Exercise requirements >>
Give back every line of the records below word for word, leaving out the pictures.

[Rows from a pointing dataset]
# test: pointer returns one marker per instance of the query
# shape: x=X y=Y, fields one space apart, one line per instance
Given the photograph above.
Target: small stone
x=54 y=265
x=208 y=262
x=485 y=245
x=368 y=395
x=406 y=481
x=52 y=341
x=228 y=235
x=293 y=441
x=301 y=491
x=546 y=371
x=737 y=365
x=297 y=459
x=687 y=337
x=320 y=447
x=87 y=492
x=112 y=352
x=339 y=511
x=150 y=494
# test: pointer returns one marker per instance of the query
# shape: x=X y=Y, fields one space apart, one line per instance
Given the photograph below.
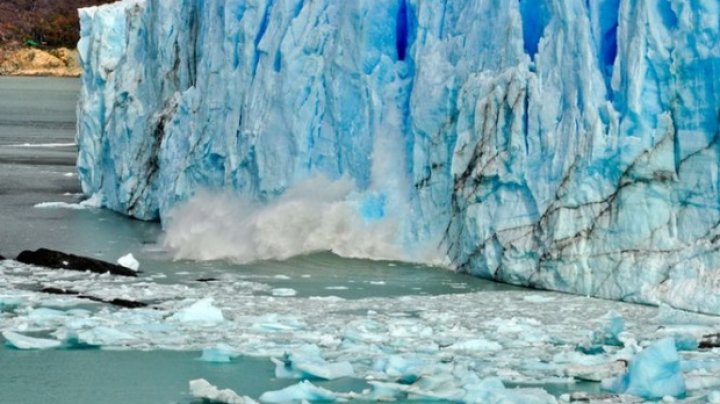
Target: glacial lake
x=37 y=157
x=381 y=316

Task answer >>
# test: pointer returns one marker per instance of the query
# shape: x=X y=Y, fields one space apart, one line per instance
Given the photograph above.
Target: small stone
x=54 y=265
x=208 y=262
x=485 y=245
x=368 y=395
x=406 y=481
x=52 y=341
x=228 y=235
x=293 y=441
x=301 y=491
x=546 y=371
x=737 y=365
x=297 y=459
x=687 y=337
x=320 y=447
x=87 y=492
x=112 y=352
x=339 y=511
x=150 y=494
# test: pointer returns one marker per instance of the query
# shape: x=X y=Y, fields one space apart, one line per instance
Given the photograph below.
Target: glacial lake
x=37 y=157
x=381 y=316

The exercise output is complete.